The Pennsylvania House of Representatives has approved a bill that would extend state subsidies for two years to more than 30,000 doctors and health care providers who pay into a state-run program that provides catastrophic medical malpractice insurance.
The bill, which passed 196-4, still requires approval from the state Senate. The bill would extend the subsidies through 2006.
Last year, the Legislature approved two years of subsidies for doctors, covering 2003 and 2004, at an annual cost of $220 million to be paid out of cigarette tax revenues and overflows from a state automobile insurance fund.
Gov. Ed Rendell had first proposed the subsidy to help doctors afford rising insurance premiums until tougher restrictions on the filing of medical malpractice lawsuits designed to lower insurance costs could take effect.
Rendell’s spokeswoman Kate Philips said that the administration will review whether to support a four-year subsidy, as opposed to the three-year subsidy that the governor originally proposed.
The tax dollars help most physicians pay some or all of the assessment for the state-run fund called MCare, which helps pay the cost of malpractice claims that rise above the $500,000 in primary coverage that the state requires each doctor to secure from the private marketplace.

What to work on:
a - Answer each question from the article on Pennsylvania's malpractice insurance subsidies.
(i) By what vote did the bill pass the House?
(ii) What was the annual cost of the subsidies the Legislature approved last year?
(iii) How much primary coverage must each doctor obtain from the private marketplace?
b - Write the next paragraph of the article on Pennsylvania's malpractice insurance subsidies, starting right after its final sentence.
The lines after this point were taken from a separate source.

[Recorded data]
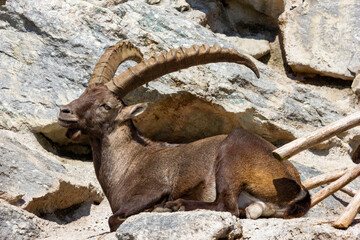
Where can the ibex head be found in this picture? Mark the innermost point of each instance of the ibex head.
(100, 106)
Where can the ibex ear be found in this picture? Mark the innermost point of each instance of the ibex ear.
(132, 111)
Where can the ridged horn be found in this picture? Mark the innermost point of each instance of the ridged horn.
(109, 62)
(172, 61)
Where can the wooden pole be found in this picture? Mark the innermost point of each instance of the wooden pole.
(350, 175)
(317, 136)
(349, 191)
(349, 214)
(323, 179)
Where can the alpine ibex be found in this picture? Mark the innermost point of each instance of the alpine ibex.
(137, 174)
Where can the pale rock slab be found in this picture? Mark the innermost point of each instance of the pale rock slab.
(323, 37)
(257, 48)
(193, 225)
(18, 224)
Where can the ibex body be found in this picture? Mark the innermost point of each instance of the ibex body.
(235, 173)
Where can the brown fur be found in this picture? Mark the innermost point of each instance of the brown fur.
(136, 173)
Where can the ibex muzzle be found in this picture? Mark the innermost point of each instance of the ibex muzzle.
(235, 173)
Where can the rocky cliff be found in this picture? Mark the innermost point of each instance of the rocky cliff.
(307, 52)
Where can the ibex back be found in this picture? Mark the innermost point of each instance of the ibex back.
(235, 173)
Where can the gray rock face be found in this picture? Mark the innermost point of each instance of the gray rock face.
(323, 37)
(196, 225)
(301, 228)
(17, 224)
(57, 69)
(35, 181)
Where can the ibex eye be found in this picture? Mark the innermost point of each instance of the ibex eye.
(107, 107)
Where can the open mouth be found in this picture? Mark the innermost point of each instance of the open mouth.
(73, 134)
(67, 122)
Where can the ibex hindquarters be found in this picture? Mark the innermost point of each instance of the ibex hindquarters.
(251, 182)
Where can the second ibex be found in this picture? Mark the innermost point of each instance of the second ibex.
(235, 172)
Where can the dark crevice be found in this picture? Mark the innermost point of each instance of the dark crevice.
(71, 151)
(70, 214)
(2, 2)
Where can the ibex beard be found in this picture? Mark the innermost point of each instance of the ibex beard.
(235, 173)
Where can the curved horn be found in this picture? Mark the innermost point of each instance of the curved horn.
(172, 61)
(108, 63)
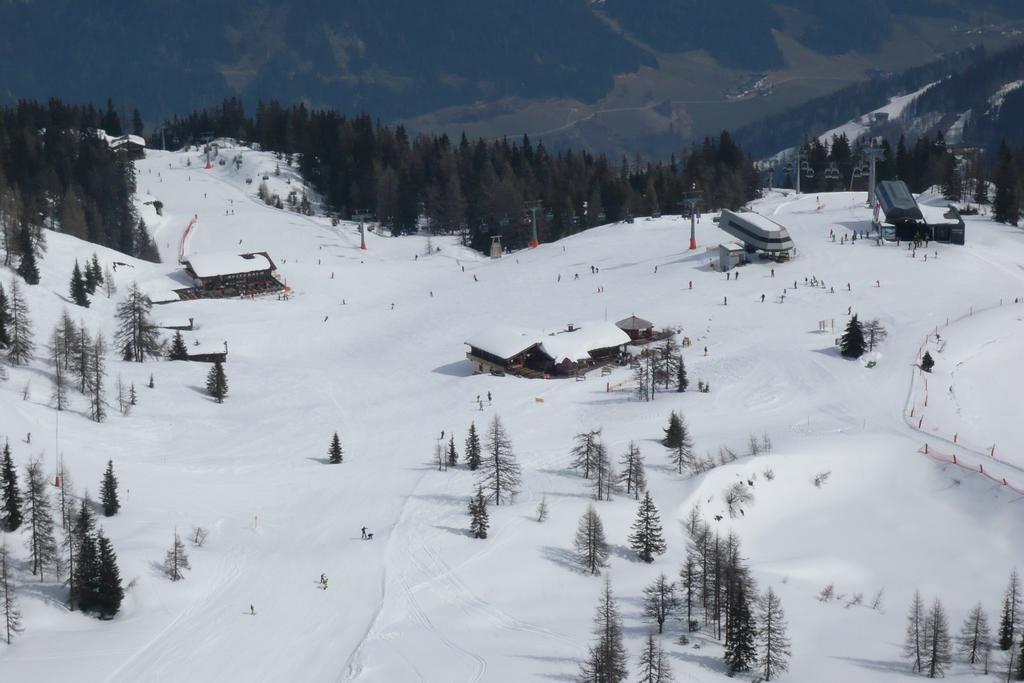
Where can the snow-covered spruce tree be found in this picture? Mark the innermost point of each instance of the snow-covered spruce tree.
(774, 644)
(109, 492)
(178, 350)
(653, 664)
(216, 382)
(740, 630)
(97, 371)
(176, 560)
(20, 345)
(472, 447)
(585, 452)
(605, 660)
(975, 637)
(452, 456)
(938, 652)
(478, 518)
(852, 343)
(659, 601)
(79, 293)
(913, 646)
(41, 543)
(633, 475)
(136, 338)
(110, 593)
(10, 493)
(8, 601)
(927, 363)
(646, 538)
(500, 471)
(335, 456)
(590, 545)
(1011, 616)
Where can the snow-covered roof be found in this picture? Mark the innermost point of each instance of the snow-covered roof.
(504, 341)
(578, 344)
(226, 263)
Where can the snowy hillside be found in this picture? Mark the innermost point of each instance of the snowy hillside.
(371, 345)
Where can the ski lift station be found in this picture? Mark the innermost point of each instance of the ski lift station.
(757, 233)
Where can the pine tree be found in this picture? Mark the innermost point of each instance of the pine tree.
(646, 538)
(452, 455)
(334, 452)
(178, 350)
(852, 343)
(136, 337)
(110, 593)
(20, 346)
(1011, 619)
(10, 514)
(585, 452)
(605, 660)
(41, 542)
(79, 292)
(472, 447)
(478, 518)
(176, 560)
(772, 638)
(109, 492)
(976, 637)
(590, 544)
(216, 382)
(659, 601)
(927, 363)
(653, 664)
(913, 647)
(8, 601)
(937, 647)
(501, 475)
(633, 476)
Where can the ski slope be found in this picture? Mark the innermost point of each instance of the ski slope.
(371, 345)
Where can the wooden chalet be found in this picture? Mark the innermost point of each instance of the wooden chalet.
(232, 274)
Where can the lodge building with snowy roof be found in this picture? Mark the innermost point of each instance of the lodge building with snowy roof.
(529, 353)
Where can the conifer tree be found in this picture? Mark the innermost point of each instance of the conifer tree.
(914, 645)
(110, 593)
(472, 447)
(646, 538)
(774, 644)
(633, 475)
(937, 646)
(79, 292)
(586, 451)
(178, 350)
(852, 342)
(659, 601)
(109, 492)
(590, 544)
(1010, 621)
(41, 542)
(976, 637)
(605, 660)
(10, 494)
(176, 560)
(334, 452)
(478, 518)
(216, 382)
(8, 601)
(500, 471)
(653, 664)
(20, 345)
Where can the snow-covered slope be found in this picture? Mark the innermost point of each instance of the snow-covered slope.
(371, 345)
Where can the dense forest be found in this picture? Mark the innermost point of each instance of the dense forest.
(479, 187)
(56, 171)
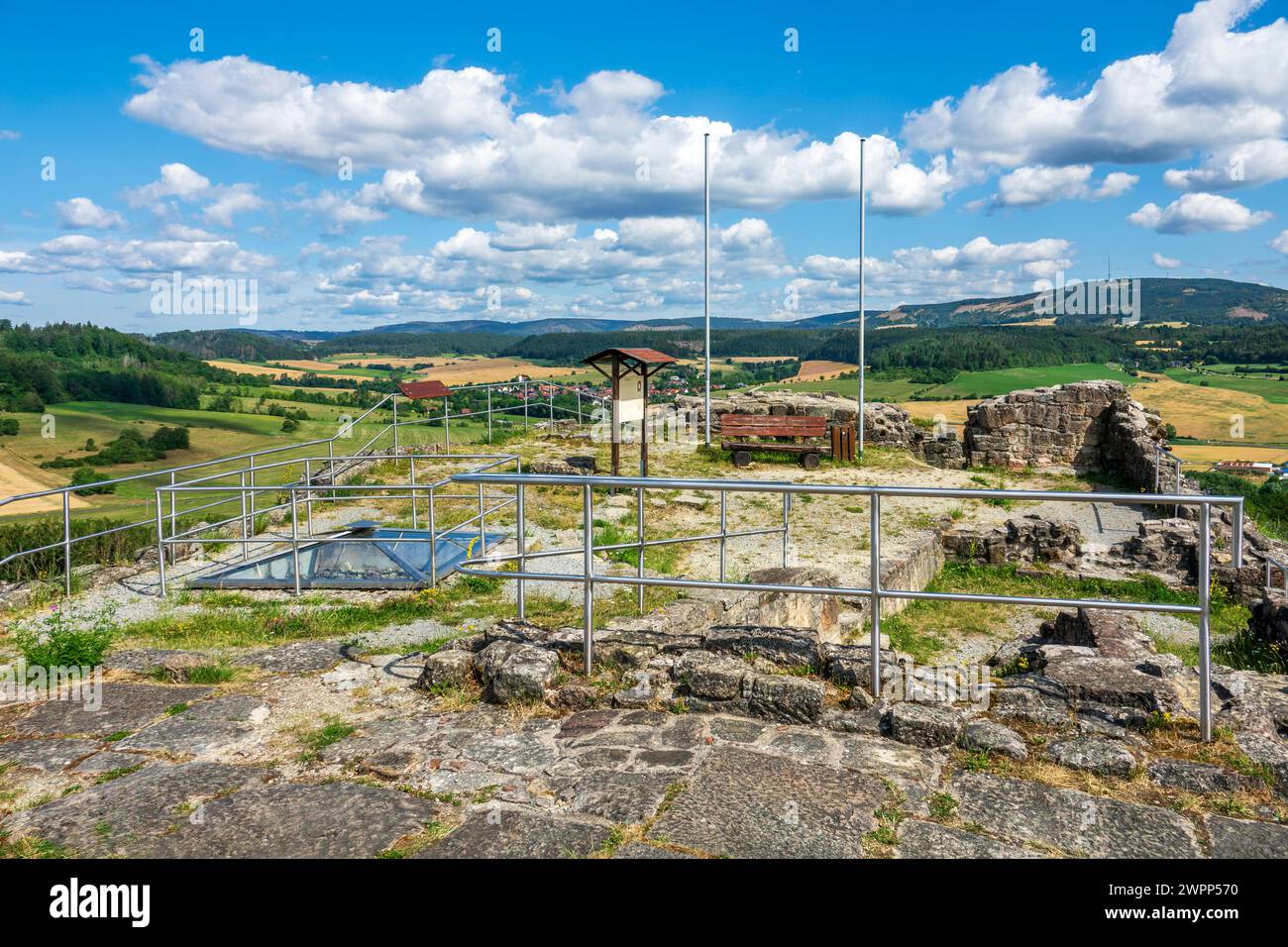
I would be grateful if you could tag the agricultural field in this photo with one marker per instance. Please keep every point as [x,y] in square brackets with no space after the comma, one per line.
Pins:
[1212,412]
[1201,457]
[822,369]
[213,434]
[459,369]
[1270,385]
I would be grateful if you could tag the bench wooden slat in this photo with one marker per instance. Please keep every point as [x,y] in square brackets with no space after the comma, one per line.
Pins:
[772,425]
[773,447]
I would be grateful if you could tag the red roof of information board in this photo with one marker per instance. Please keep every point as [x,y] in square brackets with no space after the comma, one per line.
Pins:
[651,356]
[424,389]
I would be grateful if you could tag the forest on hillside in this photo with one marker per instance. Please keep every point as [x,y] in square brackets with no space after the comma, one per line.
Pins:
[81,363]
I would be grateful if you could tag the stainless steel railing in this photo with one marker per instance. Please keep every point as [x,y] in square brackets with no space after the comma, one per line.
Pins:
[875,591]
[335,464]
[1271,562]
[307,493]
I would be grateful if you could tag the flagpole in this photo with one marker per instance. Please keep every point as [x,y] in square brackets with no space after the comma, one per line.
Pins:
[863,201]
[706,270]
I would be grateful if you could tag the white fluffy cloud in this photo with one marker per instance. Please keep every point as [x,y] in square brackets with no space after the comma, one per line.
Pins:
[81,214]
[1029,187]
[1211,86]
[921,273]
[455,146]
[642,264]
[179,183]
[1240,165]
[1198,213]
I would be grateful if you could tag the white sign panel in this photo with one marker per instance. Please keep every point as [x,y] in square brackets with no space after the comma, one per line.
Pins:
[630,401]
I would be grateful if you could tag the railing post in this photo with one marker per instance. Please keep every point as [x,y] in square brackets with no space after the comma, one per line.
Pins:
[520,526]
[875,582]
[252,472]
[1236,523]
[724,535]
[308,495]
[787,509]
[639,538]
[1205,622]
[588,608]
[172,552]
[433,541]
[295,540]
[395,423]
[160,547]
[245,519]
[67,543]
[412,492]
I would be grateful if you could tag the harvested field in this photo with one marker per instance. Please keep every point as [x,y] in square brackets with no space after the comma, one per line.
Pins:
[1212,412]
[241,368]
[819,369]
[20,476]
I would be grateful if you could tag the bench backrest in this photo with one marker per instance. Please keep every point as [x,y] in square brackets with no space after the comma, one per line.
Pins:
[772,425]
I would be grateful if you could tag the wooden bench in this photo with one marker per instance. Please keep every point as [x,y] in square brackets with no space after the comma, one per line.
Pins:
[734,431]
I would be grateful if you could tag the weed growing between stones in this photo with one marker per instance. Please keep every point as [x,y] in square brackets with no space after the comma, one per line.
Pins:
[317,740]
[67,638]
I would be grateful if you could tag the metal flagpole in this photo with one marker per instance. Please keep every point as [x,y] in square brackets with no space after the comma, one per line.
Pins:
[863,320]
[706,270]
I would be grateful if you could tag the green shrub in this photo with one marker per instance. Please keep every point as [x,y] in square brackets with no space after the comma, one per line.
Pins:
[88,474]
[67,638]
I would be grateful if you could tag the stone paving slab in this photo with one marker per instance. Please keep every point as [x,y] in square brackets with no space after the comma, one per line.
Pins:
[121,817]
[125,707]
[1233,838]
[46,755]
[108,762]
[752,805]
[614,795]
[143,660]
[919,839]
[639,849]
[505,832]
[335,819]
[1072,821]
[204,727]
[297,657]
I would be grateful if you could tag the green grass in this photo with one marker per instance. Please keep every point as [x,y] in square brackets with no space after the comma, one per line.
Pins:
[986,384]
[662,560]
[1267,386]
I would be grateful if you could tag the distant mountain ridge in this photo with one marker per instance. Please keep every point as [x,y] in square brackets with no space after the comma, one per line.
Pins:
[1164,299]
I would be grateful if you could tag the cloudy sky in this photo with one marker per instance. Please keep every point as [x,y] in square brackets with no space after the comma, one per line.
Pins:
[374,165]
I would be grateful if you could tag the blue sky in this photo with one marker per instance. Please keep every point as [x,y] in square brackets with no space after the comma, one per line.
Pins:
[562,174]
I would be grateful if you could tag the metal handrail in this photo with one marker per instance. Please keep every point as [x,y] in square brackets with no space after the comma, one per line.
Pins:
[875,591]
[333,492]
[333,462]
[1283,571]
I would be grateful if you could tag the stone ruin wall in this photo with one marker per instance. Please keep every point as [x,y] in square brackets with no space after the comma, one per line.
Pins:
[1087,425]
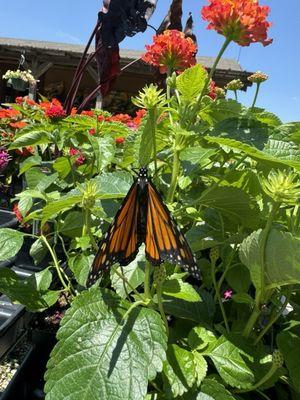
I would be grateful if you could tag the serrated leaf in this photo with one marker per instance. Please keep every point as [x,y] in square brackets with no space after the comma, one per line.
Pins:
[11,242]
[31,138]
[179,371]
[98,356]
[230,362]
[32,292]
[29,162]
[200,338]
[211,390]
[253,152]
[104,151]
[197,155]
[234,204]
[191,82]
[245,130]
[282,248]
[72,225]
[289,345]
[80,265]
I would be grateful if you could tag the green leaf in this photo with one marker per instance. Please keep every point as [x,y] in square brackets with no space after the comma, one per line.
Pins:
[80,265]
[28,163]
[99,356]
[146,144]
[63,204]
[191,82]
[197,155]
[179,371]
[104,151]
[282,150]
[32,292]
[31,138]
[229,360]
[113,185]
[289,345]
[238,278]
[200,367]
[253,152]
[245,130]
[183,301]
[233,204]
[11,242]
[134,273]
[282,249]
[72,225]
[200,338]
[63,166]
[211,390]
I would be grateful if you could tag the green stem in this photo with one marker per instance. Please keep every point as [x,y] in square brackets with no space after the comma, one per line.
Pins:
[251,322]
[256,94]
[212,71]
[129,285]
[213,275]
[159,291]
[56,263]
[272,321]
[88,230]
[175,174]
[260,297]
[147,280]
[153,119]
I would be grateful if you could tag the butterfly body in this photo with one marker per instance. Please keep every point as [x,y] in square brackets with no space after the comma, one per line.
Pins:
[143,218]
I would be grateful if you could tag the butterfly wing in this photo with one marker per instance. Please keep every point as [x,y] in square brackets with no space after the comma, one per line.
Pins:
[164,241]
[121,242]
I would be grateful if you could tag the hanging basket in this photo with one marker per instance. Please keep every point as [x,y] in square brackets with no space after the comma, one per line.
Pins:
[18,84]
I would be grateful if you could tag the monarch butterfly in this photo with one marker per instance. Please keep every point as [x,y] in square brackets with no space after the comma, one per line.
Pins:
[143,218]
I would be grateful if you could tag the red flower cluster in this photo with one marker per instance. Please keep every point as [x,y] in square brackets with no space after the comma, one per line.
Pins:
[9,113]
[80,159]
[18,124]
[53,110]
[171,51]
[243,21]
[25,100]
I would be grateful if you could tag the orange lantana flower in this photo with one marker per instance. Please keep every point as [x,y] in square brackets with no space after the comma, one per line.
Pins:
[243,21]
[171,51]
[18,125]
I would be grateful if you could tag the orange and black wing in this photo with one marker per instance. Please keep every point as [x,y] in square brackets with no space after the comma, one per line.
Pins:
[121,242]
[164,241]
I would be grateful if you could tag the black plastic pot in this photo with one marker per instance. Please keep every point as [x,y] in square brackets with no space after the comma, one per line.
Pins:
[19,388]
[13,323]
[8,219]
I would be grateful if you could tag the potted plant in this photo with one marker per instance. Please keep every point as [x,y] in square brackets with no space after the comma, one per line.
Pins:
[19,79]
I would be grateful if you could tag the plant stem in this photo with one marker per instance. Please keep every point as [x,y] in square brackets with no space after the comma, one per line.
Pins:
[56,263]
[272,321]
[147,280]
[124,279]
[159,291]
[212,71]
[256,94]
[174,179]
[260,296]
[213,275]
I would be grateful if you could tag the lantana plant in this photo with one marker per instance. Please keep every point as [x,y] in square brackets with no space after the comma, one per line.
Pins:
[230,176]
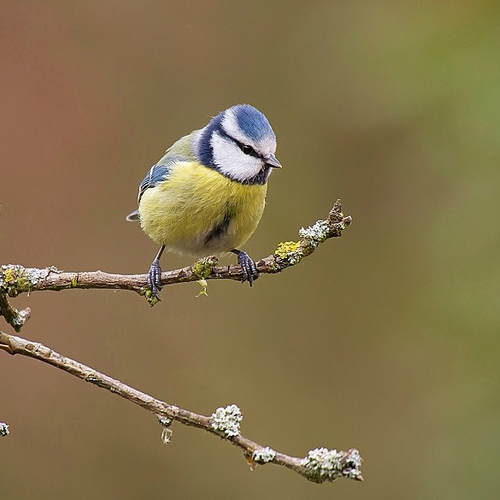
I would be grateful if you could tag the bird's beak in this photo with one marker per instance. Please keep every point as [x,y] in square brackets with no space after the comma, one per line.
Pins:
[272,161]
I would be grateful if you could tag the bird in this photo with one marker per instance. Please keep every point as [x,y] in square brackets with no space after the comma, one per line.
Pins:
[206,195]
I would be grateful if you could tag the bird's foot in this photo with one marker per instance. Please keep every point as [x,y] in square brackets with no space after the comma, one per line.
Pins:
[250,272]
[154,279]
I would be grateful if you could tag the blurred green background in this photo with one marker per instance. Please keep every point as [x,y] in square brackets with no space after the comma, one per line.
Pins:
[386,340]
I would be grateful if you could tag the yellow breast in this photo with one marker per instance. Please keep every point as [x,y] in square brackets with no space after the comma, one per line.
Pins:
[199,211]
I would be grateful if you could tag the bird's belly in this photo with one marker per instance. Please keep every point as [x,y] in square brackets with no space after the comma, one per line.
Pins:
[199,211]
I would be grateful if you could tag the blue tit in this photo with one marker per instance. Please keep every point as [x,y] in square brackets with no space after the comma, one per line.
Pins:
[207,193]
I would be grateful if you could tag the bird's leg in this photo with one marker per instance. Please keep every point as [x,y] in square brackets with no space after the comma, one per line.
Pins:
[154,274]
[250,272]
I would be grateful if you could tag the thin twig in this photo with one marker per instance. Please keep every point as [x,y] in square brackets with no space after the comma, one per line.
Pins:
[16,279]
[319,465]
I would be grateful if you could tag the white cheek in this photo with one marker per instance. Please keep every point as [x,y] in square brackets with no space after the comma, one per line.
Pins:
[232,161]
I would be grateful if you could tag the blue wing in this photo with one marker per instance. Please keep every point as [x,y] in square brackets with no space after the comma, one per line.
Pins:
[158,173]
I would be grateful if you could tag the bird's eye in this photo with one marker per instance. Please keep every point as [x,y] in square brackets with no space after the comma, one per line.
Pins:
[248,150]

Exercise answers:
a -
(i) 196-4
(ii) $220 million
(iii) $500,000

b -
Certain high-risk specialists — orthopedic surgeons, general surgeons, neurosurgeons, obstetrician-gynecologists, emergency physicians, nurse-midwives and physicians who deliver babies in rural areas — would be relieved of their entire MCare assessment, an amount that is typically less than their primary coverage premiums.
Most other physicians would pay half of their MCare assessment. The House bill would add podiatrists to the doctors who pay half of their MCare assessment, which would cost the state about $2.7 million annually.
A doctor who accepts the subsidy must stay in Pennsylvania through the end of the following year.